Çalışma Yönergesi
"Someone flagged wooden chest" ifadesini içeren satırdan öğelerin sonuna kadar uzanan satırları, iki uç da dahil olmak üzere, hiçbirini atlamadan yeniden yazınız. Yalnızca yanıtlardaki kutu koordinatlarında yer alan her sayıyı 94 artırınız.

Veri Listesi
┄┄┄┄┄┄┄┄┄┄┄┄┄┄┄┄┄┄┄┄

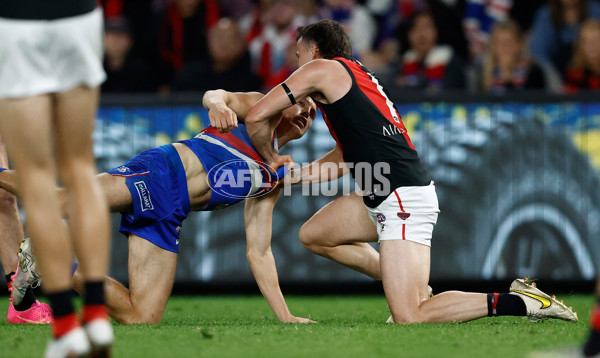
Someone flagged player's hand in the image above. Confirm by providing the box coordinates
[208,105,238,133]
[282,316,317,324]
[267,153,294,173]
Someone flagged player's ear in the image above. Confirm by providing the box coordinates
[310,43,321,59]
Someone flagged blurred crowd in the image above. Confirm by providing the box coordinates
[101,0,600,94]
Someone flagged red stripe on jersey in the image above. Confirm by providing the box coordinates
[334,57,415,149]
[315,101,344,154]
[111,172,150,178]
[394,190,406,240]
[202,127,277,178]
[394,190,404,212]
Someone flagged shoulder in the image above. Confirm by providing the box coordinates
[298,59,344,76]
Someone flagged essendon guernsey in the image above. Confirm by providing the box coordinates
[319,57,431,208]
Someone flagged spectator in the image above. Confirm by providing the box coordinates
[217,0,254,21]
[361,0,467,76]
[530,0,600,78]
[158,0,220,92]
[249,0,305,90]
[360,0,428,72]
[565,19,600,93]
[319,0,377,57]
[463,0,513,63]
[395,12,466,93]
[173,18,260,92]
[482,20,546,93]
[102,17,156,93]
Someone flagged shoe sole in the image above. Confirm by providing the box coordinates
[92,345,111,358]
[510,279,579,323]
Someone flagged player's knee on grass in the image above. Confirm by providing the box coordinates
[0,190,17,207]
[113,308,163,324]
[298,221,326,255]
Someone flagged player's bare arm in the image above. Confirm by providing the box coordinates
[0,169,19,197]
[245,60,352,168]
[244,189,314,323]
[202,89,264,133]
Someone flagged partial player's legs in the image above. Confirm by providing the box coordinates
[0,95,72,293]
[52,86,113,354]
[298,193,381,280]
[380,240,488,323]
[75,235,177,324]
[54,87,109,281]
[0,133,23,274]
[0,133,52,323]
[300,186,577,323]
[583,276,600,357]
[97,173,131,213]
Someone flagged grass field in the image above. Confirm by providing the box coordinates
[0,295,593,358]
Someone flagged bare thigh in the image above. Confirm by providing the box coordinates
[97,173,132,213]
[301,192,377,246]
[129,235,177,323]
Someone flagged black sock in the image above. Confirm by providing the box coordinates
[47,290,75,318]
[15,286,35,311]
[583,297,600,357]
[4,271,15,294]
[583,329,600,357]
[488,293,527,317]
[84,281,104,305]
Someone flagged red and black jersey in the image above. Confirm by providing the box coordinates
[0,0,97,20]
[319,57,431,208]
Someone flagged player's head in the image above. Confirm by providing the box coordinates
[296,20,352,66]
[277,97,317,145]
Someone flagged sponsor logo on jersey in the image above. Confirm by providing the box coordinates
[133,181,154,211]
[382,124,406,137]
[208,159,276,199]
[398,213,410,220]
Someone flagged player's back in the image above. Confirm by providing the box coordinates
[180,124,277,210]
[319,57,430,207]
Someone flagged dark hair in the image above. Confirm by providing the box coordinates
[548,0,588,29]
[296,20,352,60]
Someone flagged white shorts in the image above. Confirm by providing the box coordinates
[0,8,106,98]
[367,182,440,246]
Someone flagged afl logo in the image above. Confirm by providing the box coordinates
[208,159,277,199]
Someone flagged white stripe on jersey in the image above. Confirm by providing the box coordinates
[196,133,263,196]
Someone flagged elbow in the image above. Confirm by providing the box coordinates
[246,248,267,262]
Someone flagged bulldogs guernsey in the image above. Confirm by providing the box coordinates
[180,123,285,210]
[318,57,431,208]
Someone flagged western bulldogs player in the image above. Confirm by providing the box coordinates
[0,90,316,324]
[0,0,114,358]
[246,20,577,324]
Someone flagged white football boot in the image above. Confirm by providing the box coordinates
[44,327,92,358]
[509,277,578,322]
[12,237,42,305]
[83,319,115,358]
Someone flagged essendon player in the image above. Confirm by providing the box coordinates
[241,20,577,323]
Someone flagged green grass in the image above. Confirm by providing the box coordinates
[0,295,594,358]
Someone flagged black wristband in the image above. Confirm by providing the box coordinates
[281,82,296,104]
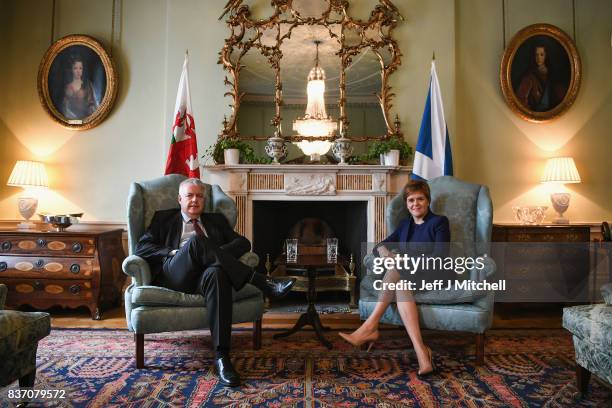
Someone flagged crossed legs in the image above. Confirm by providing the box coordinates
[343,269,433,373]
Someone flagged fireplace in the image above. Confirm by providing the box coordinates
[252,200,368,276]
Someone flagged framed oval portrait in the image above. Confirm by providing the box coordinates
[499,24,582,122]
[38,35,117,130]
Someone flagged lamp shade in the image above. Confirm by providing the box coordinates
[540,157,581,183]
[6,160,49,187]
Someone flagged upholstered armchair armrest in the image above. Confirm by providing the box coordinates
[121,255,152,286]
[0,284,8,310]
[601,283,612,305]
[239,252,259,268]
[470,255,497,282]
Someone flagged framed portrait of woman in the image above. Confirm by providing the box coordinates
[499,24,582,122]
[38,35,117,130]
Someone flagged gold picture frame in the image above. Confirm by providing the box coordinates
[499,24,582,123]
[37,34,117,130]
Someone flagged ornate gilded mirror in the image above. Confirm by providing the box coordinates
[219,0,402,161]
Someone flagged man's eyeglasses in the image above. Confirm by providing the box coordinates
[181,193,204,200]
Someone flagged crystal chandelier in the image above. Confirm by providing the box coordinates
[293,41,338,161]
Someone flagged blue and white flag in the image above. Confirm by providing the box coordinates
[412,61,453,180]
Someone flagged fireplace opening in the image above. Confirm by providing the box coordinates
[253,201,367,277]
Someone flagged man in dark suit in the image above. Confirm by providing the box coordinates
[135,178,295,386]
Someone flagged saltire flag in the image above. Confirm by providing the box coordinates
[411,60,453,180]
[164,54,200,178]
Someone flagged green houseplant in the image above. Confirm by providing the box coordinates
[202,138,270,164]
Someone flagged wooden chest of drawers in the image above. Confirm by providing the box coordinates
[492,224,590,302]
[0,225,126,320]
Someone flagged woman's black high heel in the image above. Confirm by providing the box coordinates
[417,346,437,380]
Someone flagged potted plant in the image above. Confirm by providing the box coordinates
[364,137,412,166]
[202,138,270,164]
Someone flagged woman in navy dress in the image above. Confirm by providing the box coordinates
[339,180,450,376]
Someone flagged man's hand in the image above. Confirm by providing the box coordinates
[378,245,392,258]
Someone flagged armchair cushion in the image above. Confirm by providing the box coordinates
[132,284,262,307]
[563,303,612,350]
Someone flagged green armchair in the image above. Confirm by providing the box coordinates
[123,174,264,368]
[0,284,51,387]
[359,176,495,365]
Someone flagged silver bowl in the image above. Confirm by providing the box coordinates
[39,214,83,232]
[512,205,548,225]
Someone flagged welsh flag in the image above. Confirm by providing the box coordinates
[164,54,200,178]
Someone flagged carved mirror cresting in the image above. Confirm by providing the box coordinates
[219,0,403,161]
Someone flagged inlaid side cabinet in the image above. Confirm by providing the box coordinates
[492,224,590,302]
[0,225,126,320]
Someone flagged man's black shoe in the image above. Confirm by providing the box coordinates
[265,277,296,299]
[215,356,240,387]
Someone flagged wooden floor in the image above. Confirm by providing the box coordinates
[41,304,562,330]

┄┄┄┄┄┄┄┄┄┄┄┄┄┄┄┄┄┄┄┄

Doğru Yanıt
Someone flagged wooden chest of drawers in the image above. Confirm by providing the box coordinates
[586,318,684,396]
[94,319,220,414]
Someone flagged woman's black high heel in the image above. Confirm by providing the box coordinates
[511,440,531,474]
Someone flagged potted plant in the image above. Confirm by providing the box coordinates
[458,231,506,260]
[296,232,364,258]
Someone flagged woman in navy dress in the image above. Confirm by providing the box coordinates
[433,274,544,470]
Someone flagged man's hand in the image above. Confirm by providing the box coordinates
[472,339,486,352]
Someone flagged armchair cushion in the image above. Confirm by providing the box coordinates
[226,378,356,401]
[657,397,706,444]
Someone flagged green armchair in the image above. Confirm by providing the box coordinates
[217,268,358,462]
[94,378,145,481]
[453,270,589,459]
Someone flagged silver bowl in the image above. Confirm by providing the box coordinates
[133,308,177,326]
[606,299,642,319]
Someone flagged welsh flag in the image above. Confirm by providing the box coordinates
[258,148,294,272]
Someone flagged carved mirror cresting in the image above. Confirm by providing the box coordinates
[313,94,497,255]
Someone flagged inlaid side cabinet in the image above. Confirm by providing the box coordinates
[586,318,684,396]
[94,319,220,414]
Someone flagged man's black shoe in the image above. Confirm by providing the box coordinates
[359,371,390,393]
[309,450,334,481]
Someone flagged wooden floor in the image above. Confirm by providing the box coordinates
[135,398,656,424]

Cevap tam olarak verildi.